* TAREFAS
(a) No texto sobre leitura e escrita, onde foi encontrada a menina que não tinha linguagem oral?
(b) Repita sem nenhuma alteração a parte do texto sobre leitura e escrita que vai de "A escrita, sem" até "por esse processo.".

* TRECHO DA PÁGINA
==========

A escrita, sem dúvida, é uma invenção decisiva para a história da humanidade. Para tudo o que se faz hoje, é quase que indispensável a utilização dessa habilidade. Mas para que chegássemos a essa circunstância, não foi tão fácil assim.

De geração a geração, foi necessário que se ensinasse, sistematicamente, esse conhecimento. É impossível, na história da humanidade, que alguém tenha aprendido a ler e escrever sem que tivesse passado por esse processo.

Enquanto algumas atividades são naturais para o ser humano, como andar, se locomover e, até, falar (salvo exceções, como casos de transtornos), a leitura é algo que o cérebro não foi programado para decifrar.

Este órgão, na verdade, não é capaz de, automaticamente, decodificar sistemas inventados pelo ser humano. É natural correr, por exemplo, mas não é natural jogar futebol. Para isso, é preciso ter conhecimento de uma série de regras.

No caso da leitura e a escrita, não é diferente. E é isso que explica o Augusto Buchweitz, doutor e pesquisador do Instituto do Cérebro e professor da Escola de Ciências da Saúde da PUC do Rio Grande do Sul. Leia a entrevista completa:

Aprender a ler e escrever é algo natural para o ser humano? Como o nosso cérebro reage a isso?

Há aprendizados que são mais naturais para o ser humano, como a linguagem oral e questões motoras. Outros, que estão relacionados com uma invenção do ser humano – como o sistema de escrita -, não são naturais.

O cérebro é programado para, naturalmente, desenvolver certas habilidades. Há dois tipos de conhecimento. Primeiro, os automáticos, também chamados de procedurais ou procedimentais, que são habilidades motoras. É tudo o que você começa treinando e depois vira automático, como engatinhar, caminhar, se levantar, ser bípede, ter coordenação motora, realizar movimentos bruscos e depois de coordenação fina, como usar os dedos para pegar objetos.

O outro conhecimento é o declarativo, que conseguimos verbalizar. Como, por exemplo, o que conseguimos explicar, pensar e filosofar. Também são as habilidades de linguagem oral, como a criança que naturalmente balbucia, começa a verbalizar palavras e, depois, se comunica. Mas, neste caso, não estamos considerando pessoas que têm transtornos. Salvo essas questões.

Mesmo a linguagem oral se desenvolve sozinha, involuntariamente?

Sim, não há como ela não se desenvolver. Existem relatos da década de 70 a respeito de uma menina encontrada no porão de uma família, na Califórnia, e que não tinha linguagem oral. Ela foi mantida lá desde criança. Salvo essas situações absurdas, a linguagem oral surge naturalmente para o ser humano.

==========

* DADOS FORNECIDOS

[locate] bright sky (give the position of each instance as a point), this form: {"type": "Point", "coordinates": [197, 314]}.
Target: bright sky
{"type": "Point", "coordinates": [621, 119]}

==========

* RESPOSTAS
(a) No porão de uma família, na Califórnia.

(b)
A escrita, sem dúvida, é uma invenção decisiva para a história da humanidade. Para tudo o que se faz hoje, é quase que indispensável a utilização dessa habilidade. Mas para que chegássemos a essa circunstância, não foi tão fácil assim.

De geração a geração, foi necessário que se ensinasse, sistematicamente, esse conhecimento. É impossível, na história da humanidade, que alguém tenha aprendido a ler e escrever sem que tivesse passado por esse processo.